(Natural-language object grounding data)
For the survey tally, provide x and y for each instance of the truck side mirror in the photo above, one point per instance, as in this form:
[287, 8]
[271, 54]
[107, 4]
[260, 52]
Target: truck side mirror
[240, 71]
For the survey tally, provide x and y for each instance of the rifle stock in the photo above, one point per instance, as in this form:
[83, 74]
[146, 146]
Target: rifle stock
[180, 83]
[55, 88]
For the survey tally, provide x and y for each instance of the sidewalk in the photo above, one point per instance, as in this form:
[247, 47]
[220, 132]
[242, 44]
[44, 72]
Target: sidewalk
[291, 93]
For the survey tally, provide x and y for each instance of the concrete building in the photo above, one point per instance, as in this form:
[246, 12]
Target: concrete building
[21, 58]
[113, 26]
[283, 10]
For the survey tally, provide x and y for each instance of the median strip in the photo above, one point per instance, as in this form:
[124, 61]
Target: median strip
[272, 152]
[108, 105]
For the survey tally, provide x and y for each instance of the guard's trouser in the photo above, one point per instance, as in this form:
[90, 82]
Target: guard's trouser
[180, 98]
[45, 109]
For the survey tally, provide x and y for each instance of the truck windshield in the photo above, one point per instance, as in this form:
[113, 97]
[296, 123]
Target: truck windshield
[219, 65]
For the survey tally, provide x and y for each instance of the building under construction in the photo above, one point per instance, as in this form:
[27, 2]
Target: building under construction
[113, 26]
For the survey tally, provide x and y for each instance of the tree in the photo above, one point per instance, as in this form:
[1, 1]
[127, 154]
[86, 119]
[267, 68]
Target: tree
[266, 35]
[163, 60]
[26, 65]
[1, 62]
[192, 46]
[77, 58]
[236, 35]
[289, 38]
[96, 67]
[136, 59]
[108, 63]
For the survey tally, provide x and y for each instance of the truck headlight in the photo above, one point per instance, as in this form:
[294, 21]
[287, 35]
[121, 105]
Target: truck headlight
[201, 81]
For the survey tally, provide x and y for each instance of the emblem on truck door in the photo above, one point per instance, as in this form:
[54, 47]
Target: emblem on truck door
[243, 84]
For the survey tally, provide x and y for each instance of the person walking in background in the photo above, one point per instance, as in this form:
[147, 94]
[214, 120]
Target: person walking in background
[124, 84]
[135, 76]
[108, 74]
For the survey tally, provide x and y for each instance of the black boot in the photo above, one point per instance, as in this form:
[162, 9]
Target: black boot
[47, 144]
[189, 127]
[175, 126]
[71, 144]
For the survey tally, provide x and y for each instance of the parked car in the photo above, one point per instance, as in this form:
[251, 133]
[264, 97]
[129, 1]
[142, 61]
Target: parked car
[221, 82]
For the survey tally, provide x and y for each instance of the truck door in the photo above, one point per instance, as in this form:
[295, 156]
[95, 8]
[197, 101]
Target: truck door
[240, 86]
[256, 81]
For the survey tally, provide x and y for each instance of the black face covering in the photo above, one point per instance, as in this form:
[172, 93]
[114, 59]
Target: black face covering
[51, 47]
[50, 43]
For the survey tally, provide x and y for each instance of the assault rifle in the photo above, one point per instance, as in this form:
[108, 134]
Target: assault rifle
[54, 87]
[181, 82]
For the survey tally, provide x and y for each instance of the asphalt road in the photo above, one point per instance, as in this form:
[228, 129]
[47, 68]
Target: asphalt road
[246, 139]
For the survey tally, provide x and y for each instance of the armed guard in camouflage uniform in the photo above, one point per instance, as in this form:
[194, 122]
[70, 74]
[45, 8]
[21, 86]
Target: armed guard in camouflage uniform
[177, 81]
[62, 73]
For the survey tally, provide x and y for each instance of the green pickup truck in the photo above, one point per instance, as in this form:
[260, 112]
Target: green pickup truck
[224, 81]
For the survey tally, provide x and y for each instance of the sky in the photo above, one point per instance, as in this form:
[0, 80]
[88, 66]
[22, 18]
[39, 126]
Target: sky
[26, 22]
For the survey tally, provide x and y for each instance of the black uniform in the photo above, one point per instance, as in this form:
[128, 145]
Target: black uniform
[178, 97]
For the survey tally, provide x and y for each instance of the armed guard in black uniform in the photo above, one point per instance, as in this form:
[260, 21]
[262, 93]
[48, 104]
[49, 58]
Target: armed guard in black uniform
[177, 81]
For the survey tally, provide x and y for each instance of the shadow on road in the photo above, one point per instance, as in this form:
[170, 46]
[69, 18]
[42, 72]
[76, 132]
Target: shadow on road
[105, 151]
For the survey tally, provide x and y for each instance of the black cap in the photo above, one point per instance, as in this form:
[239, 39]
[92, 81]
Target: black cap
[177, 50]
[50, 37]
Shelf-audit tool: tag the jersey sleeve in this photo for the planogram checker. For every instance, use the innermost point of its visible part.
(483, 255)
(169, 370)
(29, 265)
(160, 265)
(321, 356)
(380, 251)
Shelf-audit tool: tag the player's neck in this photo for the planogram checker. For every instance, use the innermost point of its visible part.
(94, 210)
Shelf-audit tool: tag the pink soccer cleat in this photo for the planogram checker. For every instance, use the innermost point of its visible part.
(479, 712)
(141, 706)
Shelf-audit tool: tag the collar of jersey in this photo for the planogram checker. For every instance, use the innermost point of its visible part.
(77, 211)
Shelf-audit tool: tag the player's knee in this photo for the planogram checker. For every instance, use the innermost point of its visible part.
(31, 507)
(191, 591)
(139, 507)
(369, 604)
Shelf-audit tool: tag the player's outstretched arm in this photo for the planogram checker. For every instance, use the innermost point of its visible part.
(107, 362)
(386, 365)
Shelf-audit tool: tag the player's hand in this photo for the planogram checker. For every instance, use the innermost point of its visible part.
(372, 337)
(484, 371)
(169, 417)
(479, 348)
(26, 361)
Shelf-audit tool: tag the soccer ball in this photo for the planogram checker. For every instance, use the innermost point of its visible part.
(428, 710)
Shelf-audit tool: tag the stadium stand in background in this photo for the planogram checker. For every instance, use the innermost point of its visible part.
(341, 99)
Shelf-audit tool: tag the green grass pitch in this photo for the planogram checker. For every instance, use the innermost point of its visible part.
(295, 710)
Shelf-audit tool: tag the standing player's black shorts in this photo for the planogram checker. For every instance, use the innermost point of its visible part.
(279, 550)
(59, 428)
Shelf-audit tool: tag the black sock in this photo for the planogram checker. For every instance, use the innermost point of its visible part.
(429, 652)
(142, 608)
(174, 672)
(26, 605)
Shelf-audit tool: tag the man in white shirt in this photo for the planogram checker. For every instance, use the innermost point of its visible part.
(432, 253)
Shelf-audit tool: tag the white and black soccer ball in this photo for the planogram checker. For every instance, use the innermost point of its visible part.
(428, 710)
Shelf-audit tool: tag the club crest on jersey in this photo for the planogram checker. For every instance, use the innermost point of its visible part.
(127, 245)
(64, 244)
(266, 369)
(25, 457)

**TO DO**
All the lines above should come back exactly as written.

**ANSWER BOX**
For the survey tally, provide x and y for each instance of the truck side mirror in the photo above, one point per instance, as in this form:
[287, 8]
[271, 54]
[107, 4]
[260, 52]
Target: truck side mirror
[240, 71]
For the survey tally, provide x and y for each instance of the rifle stock in the photo above, one point per instance, as in this form:
[83, 74]
[146, 146]
Target: rifle stock
[180, 83]
[55, 88]
For the survey tally, provide x and y for each instance of the sidewalk in the photo above, one point per instance, as in this form:
[247, 47]
[220, 132]
[242, 44]
[44, 72]
Target: sidewalk
[291, 93]
For the survey tally, provide x and y for each instance of the concrete building in the photo above, one point per instance, as in this form:
[246, 12]
Target: concrete building
[21, 58]
[113, 26]
[283, 10]
For the survey tally, provide x and y for each instance of the median strip in the photo above, one point per instance, as in this form:
[124, 61]
Target: median strip
[272, 152]
[108, 105]
For the survey tally, provide x and y for each instance of the guard's trouser in the photo above, one point per instance, as in this form:
[90, 82]
Target: guard's trouser
[180, 98]
[45, 109]
For the survey tally, provide x and y for each instance of the truck windshield in the photo above, one point per instance, as in this form:
[113, 97]
[296, 123]
Target: truck windshield
[219, 65]
For the survey tally, provide x and y for each instance of the building under construction in the photo above, one point per instance, as in this form:
[27, 2]
Target: building under construction
[113, 26]
For the survey tally, provide x and y for each instance of the tree in the photo above, one point per instance, as in this form:
[1, 1]
[127, 154]
[86, 119]
[267, 68]
Target: tree
[266, 35]
[163, 60]
[26, 65]
[1, 62]
[192, 46]
[77, 58]
[236, 35]
[289, 38]
[96, 67]
[136, 59]
[108, 63]
For the survey tally, provide x and y for each instance of the truck headlight in the photo above, one point per instance, as in this form:
[294, 21]
[287, 35]
[121, 105]
Target: truck headlight
[201, 81]
For the survey tally, provide x and y for each instance of the emblem on truck door in the photo above, one point per instance, as in this form:
[54, 47]
Target: emblem on truck door
[243, 84]
For the survey tally, provide x and y for each instance of the person walking in background in the photo above, one point per instance, as in this form:
[147, 94]
[214, 120]
Target: person walking in background
[124, 84]
[135, 76]
[108, 74]
For the survey tally, provide x and y for each instance of the black boot in the photo above, one point per instance, as in this form:
[162, 9]
Target: black boot
[47, 144]
[189, 127]
[175, 126]
[71, 144]
For the survey tally, provide x and y for each instance of the parked car in the photo above, one point per instance, as in this form:
[251, 133]
[264, 97]
[129, 1]
[142, 61]
Target: parked car
[221, 82]
For the survey tally, provide x and y for each instance of the truck door in the photo above, one point per instance, as in this form:
[295, 156]
[95, 8]
[197, 101]
Target: truck door
[240, 86]
[256, 81]
For the survey tally, provide x and y for each instance of the black face covering in the photo above, one point per instance, as in this form:
[172, 93]
[114, 59]
Target: black face covering
[51, 47]
[50, 43]
For the survey tally, provide x and y for each instance of the assault rifle in the photo above, one point per instance, as in this form:
[108, 134]
Target: assault rifle
[54, 87]
[181, 82]
For the survey tally, provide x and y for each instance of the asphalt road in the photo above, one point per instance, as in this form:
[228, 129]
[47, 68]
Target: asphalt road
[246, 139]
For the survey tally, provide x and y for each instance of the armed guard in camouflage uniform in the photo above, one point per instance, as in this form:
[194, 122]
[70, 74]
[45, 8]
[21, 86]
Target: armed guard in camouflage uniform
[177, 81]
[62, 73]
For the survey tally, provide x and y for each instance of the green pickup truck in the photo above, one point per instance, as in this form:
[260, 112]
Target: green pickup truck
[224, 81]
For the survey tally, provide x and y for each instance of the sky in the photo above, one point per instance, as in this form:
[0, 80]
[88, 66]
[22, 18]
[39, 126]
Target: sky
[26, 22]
For the survey tally, provide x and y for each instance of the black uniform in the photo above, one point per instance, as in this form:
[128, 145]
Target: black uniform
[178, 97]
For the survey tally, provide x and y for each instance of the armed guard in black uniform in the photo above, one point per instance, as in this form:
[260, 21]
[262, 93]
[48, 104]
[49, 58]
Target: armed guard in black uniform
[177, 81]
For the survey tally, provide x and y for each instance of the shadow on road in the photo above, one point per instance, as in this form:
[170, 46]
[69, 18]
[42, 72]
[76, 132]
Target: shadow on road
[105, 151]
For the survey tally, provide x and y for each instance of the black cap in the photo above, one point per instance, as in this form:
[239, 39]
[92, 81]
Target: black cap
[177, 50]
[50, 37]
Shelf-audit tool: tag the jersey sleeve in this photo for the planogram checker. For every instance, use the innermost point of its visible part.
(483, 255)
(169, 370)
(29, 265)
(160, 265)
(321, 356)
(380, 251)
Shelf-audit tool: tag the player's neck in this photo for the planogram checker. For every instance, use the innermost point of its visible part.
(94, 210)
Shelf-audit tool: tag the pink soccer cleat in this photo for the planogram checker. For every instance, use the innermost point of its visible part.
(479, 712)
(141, 706)
Shelf-audit tool: tag the collar of jersey in this photo for the planogram checker. For every instance, use the innermost point of its visible part.
(77, 211)
Shelf-audit tool: tag the player's knee in this photo for the planogram checker. For every instance, use the innermost point of its visible part.
(31, 507)
(191, 591)
(139, 507)
(369, 604)
Shelf-audit tool: tag the player's outstretched arm in this photo for the planogram checker. For every instance, use the innermost point of its visible part.
(107, 362)
(386, 365)
Shelf-audit tool: tag the player's hand in this photo for the planogram checker. For every instance, use the innermost point of its visible part.
(372, 337)
(484, 371)
(169, 417)
(479, 348)
(26, 361)
Shelf-audit tool: tag the soccer ball in this photo for the planogram checker. For every instance, use the innermost point of its visible part.
(428, 710)
Shelf-audit tool: tag the stadium stand in background in this photo for the planogram checker. For every instance, use the innermost point of its visible part.
(341, 99)
Shelf-audit tool: tag the green grass pitch in this photo for the planogram checker. For every instance, use the innermost point of its visible part.
(295, 710)
Shelf-audit tool: tag the standing player's black shorts in this photo for the planogram checker. For every instance, use the innermost point of its visible part.
(279, 550)
(59, 428)
Shelf-audit tool: tag the black sock in this photo for the planogram checker. For every instance, use the innermost point of its visible part.
(429, 652)
(142, 608)
(174, 672)
(26, 605)
Shelf-audit tool: tag the man in white shirt in this photo for the planogram checker. For every instance, use the innermost point of its visible part.
(432, 253)
Shelf-audit tool: tag the white and black soccer ball in this photo for the planogram checker. For every instance, use the innermost point of its visible part.
(428, 710)
Shelf-audit tool: tag the club crest on jersey in this photo for the planogram checker. For every instance, use the innermost point of its visible part.
(127, 245)
(64, 244)
(266, 369)
(25, 457)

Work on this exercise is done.